### Task to carry out
The records underneath are to be repeated exactly, with the pictures left out.

### Records from a collection
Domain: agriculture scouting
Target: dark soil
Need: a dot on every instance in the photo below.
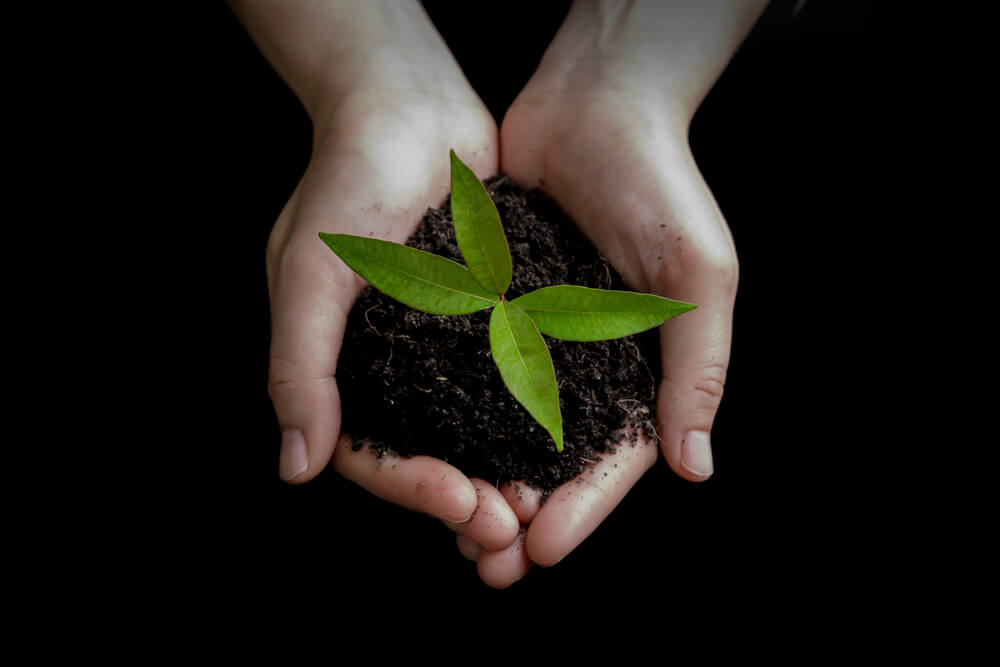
(414, 383)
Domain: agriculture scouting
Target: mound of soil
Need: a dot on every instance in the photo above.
(414, 383)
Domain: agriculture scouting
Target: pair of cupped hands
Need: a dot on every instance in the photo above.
(617, 161)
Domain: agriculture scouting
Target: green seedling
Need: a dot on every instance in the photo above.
(437, 285)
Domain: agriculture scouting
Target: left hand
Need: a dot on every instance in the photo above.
(608, 143)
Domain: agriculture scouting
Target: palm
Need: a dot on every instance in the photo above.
(378, 164)
(628, 181)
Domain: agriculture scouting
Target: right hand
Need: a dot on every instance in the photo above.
(380, 159)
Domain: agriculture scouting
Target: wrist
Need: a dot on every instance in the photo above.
(327, 51)
(669, 54)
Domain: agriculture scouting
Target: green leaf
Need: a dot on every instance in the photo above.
(419, 279)
(526, 367)
(478, 230)
(577, 313)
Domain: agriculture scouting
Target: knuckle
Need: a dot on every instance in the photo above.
(281, 374)
(710, 382)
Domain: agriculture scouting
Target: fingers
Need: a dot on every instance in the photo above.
(421, 483)
(577, 507)
(500, 569)
(309, 306)
(695, 356)
(493, 525)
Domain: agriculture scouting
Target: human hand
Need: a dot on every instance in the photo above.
(386, 109)
(602, 129)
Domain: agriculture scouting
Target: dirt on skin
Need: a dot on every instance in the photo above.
(413, 383)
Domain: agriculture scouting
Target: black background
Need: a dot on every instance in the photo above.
(790, 141)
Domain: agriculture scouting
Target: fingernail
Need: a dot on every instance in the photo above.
(294, 459)
(696, 453)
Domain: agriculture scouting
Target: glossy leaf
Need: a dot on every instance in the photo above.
(421, 280)
(478, 230)
(526, 366)
(570, 312)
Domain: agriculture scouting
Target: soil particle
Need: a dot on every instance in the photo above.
(413, 383)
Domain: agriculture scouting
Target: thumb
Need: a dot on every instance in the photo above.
(310, 301)
(695, 355)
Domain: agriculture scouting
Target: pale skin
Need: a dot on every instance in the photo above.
(601, 127)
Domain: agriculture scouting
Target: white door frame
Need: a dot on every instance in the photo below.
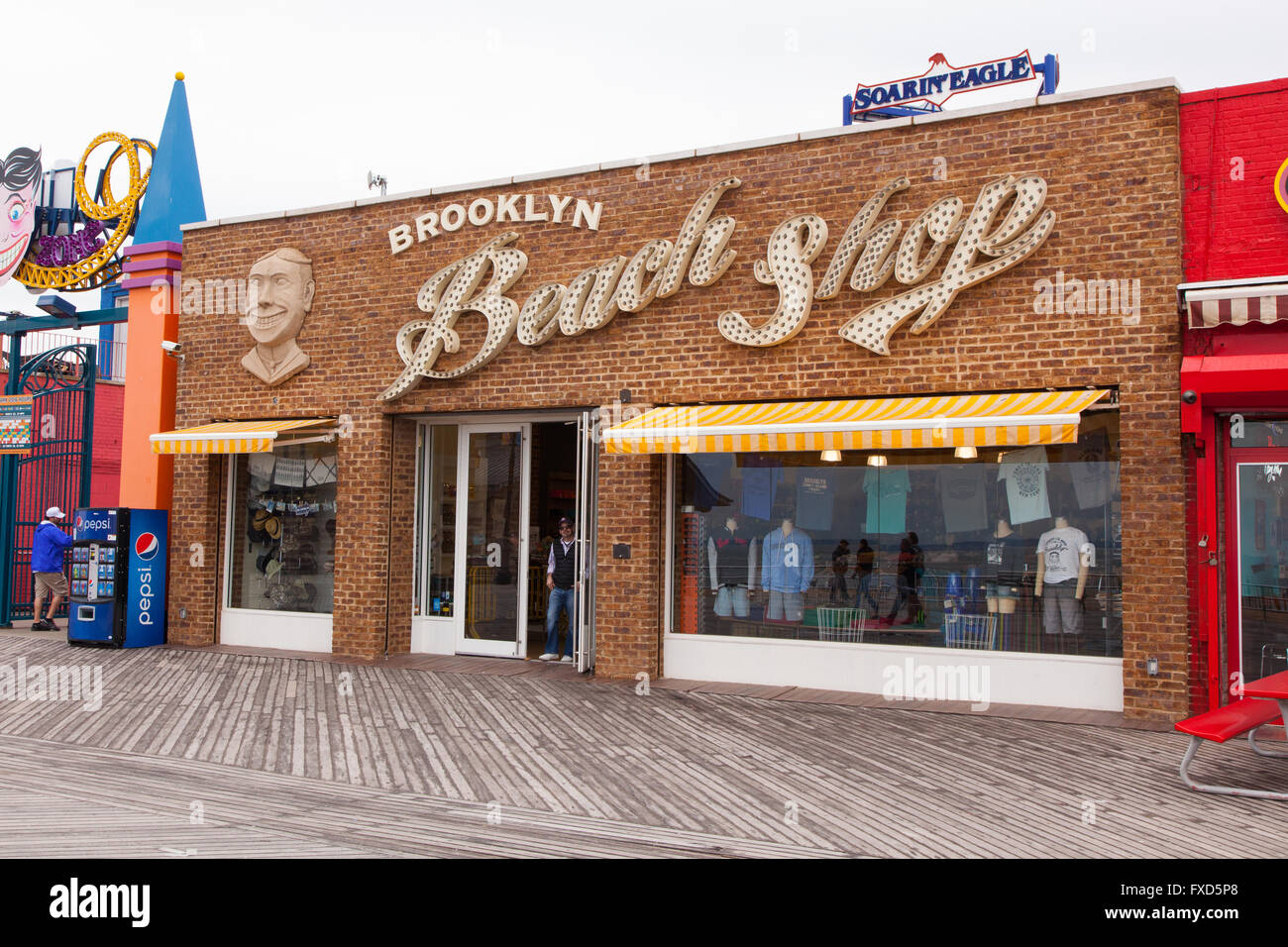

### Problem solution
Domain: agriculture scouting
Target: dark soil
Need: a dot on every instance in the photo below.
(414, 383)
Domain: agriculture scouting
Target: mound of soil
Need: a dot on every instance in the photo above.
(414, 383)
Domain: agriculture scouting
Target: pair of cupped hands
Need: a dot on every instance in the photo above.
(617, 161)
Domain: agriculture scouting
Target: green seedling
Need: a dot on every instance in the photo above.
(437, 285)
Domain: agriculture scouting
Target: left hand
Need: a dot on every instance in the photo above.
(608, 143)
Domain: agriculture scouting
Target: palm
Need: a dot on every instance in the photo above.
(378, 164)
(628, 181)
Domain: agriculture scouting
Target: right hand
Need: a dot on every instance in the photo above.
(380, 159)
Domain: agriculture scouting
Target: wrist
Need: a dot on every instance in the photo above.
(327, 51)
(669, 54)
Domain: agriculture scouting
Target: green leaf
Need: a dot on every instance in the photo above.
(419, 279)
(526, 367)
(478, 230)
(577, 313)
Domain: agriculture scouting
Target: knuckle
Need: a dot on every instance in the photo above.
(281, 374)
(710, 382)
Domain: agriculture scouting
Target: fingers
Need: a dot on every instance in the photo above.
(421, 483)
(577, 507)
(500, 569)
(309, 306)
(695, 356)
(493, 525)
Domain: agriculture scouting
Target: human hand
Need: a dot on every instance in the photo above.
(386, 109)
(602, 129)
Domain: agriculture scouting
Target: dirt on skin
Need: a dot on every instance in the photo above.
(413, 383)
Domain: agriculture scouting
Target: black background
Need: a dot on every instance in the photo above.
(790, 141)
Domain: agriculture scouting
Target: fingernail
Need: a dot on every instance in the photo above.
(294, 459)
(696, 453)
Domain: agriculture scouting
Target: glossy leaf
Need: a dot on every instance in the photo above.
(421, 280)
(478, 230)
(526, 366)
(570, 312)
Domain: agriculture scouting
Target: soil particle
Need: a dot on every instance in the photo above.
(413, 383)
Domain: agriculture scouting
Target: thumb
Need: a dot on every instance in the photo above.
(310, 301)
(695, 355)
Domain: agriculture scouting
Target: pale skin
Need: a dot on every instance in the photo above.
(601, 127)
Domain: agriculture scouting
Target: white door frame
Need: a dot on every instance in the photo below.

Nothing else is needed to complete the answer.